(Image point grounding data)
==============================

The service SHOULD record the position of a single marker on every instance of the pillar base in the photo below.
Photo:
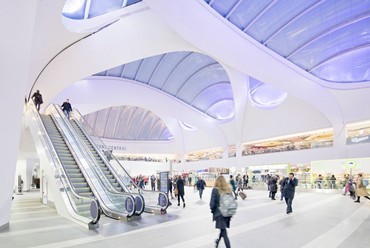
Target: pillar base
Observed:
(4, 227)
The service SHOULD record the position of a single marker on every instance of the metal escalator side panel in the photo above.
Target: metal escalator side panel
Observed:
(150, 197)
(112, 204)
(47, 152)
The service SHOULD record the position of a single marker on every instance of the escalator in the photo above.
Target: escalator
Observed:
(79, 171)
(107, 172)
(155, 201)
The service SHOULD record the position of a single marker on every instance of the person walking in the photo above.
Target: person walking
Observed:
(200, 186)
(180, 190)
(273, 187)
(239, 183)
(233, 185)
(221, 187)
(281, 182)
(361, 189)
(169, 188)
(67, 108)
(37, 99)
(152, 182)
(289, 190)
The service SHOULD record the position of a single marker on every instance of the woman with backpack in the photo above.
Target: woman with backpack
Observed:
(221, 187)
(361, 188)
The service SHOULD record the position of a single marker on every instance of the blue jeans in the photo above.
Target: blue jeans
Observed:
(289, 202)
(200, 193)
(67, 113)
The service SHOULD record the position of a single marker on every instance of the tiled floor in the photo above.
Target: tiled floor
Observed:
(319, 220)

==============================

[YOUR INSTRUCTIONS]:
What lines of the preceding data include the string "instance"? Pull them out.

[EXERCISE SOLUTION]:
The service SHOULD record the position of a single marker on every instance of the pillar base in the photo below.
The service SHOULD record the position of a single marker on every instance of the metal escalator side panel in the photo above.
The service SHOULD record the position of a single marker on every instance of the escalator in the photo above.
The service SHOULD record the position of a single marker on every instance of the person walking in the photo above.
The service SHOULD record the position of a single marker on every instance of the woman with backpack in the photo above.
The service SHOULD record the position of a single marker on every instance of the blue jeans in the photo above.
The service SHOULD record the position of a single marker on every instance of the tiled floor in the photo above.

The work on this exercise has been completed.